Sunday, 19 February 2012
Here are my son and daughter-in-law this morning, a glorious morning, plodding steadily up one of the many hills in the beautiful place where I live.
I sat in the sunshine, watching them, realising how closely their efforts resembled my own in recent weeks.
It's been a long, hard and infinitely tiresome plod to get back on line, and I have no intention of adding to the boredom factor by writing about it. I will just say that those 'change your provider with one click' adverts are a little misleading.
So, no blogging since mid-January, because I could only access my neighbour's broadband signal by crouching up against my bedroom window - which is all right for the odd emergency e-mail, but for nothing else.
After several weeks of not blogging I have turned to other writings, revisiting some old, unpublished works which appeared to me new and fresh, almost unremembered. I have become immersed in lengthier writing, and I have a new journal form as well. So I have to think, as all of us do at some stage, why write the blog?
The blog reaches parts that other writings do not; in particular, people whom I have come to regard as friends in cyberland. You know who you are, and I'm really sorry if you thought I had deserted you.

Stored data entries:

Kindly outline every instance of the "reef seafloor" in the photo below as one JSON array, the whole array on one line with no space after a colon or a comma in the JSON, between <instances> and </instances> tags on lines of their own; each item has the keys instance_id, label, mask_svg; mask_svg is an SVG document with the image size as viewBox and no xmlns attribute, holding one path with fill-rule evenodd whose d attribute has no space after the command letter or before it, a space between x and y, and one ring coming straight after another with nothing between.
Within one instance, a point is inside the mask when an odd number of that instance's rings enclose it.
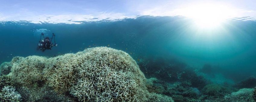
<instances>
[{"instance_id":1,"label":"reef seafloor","mask_svg":"<svg viewBox=\"0 0 256 102\"><path fill-rule=\"evenodd\" d=\"M175 60L136 61L102 47L49 58L17 56L0 66L0 101L256 101L255 78L219 84L205 74L209 68L198 71Z\"/></svg>"}]
</instances>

ASSIGNED TASK 1
In the blog post about getting back online, list every word or phrase used to describe the plod to get back on line.
ASSIGNED TASK 2
Write a continuation of the blog post about getting back online, starting after its final sentence.
The entries aren't needed for any of this work.

REPLY 1
long, hard, infinitely tiresome

REPLY 2
The blog is the most direct form of writing I have used. There are journals which are entirely my own, but over many years there has also been a surpring amount of published work. This has always had an editor between me and any readers, so that I have felt, and still feel at least one step removed from it.
The blog feels permanent, while other published work, even in book form, is essentially ephemeral. Unless the whole system collapses, or someone else manages to wipe out Relatively Retiring it will stay there, perhaps accessible to future grandchildren as yet unthought of (as far as I know).
The blog is intensely personal, and sometimes it is therapeutic. It is probably the one form of public writing which can be carried out in total freedom, although I, like many of us, have attracted trolls, or at least one particularly malicious troll who stopped me in my tracks for a while.
Having stopped, because of trolls or technology, it's not easy to get going again, but like my young folk here today, I will plod on. The pull seems irresistible.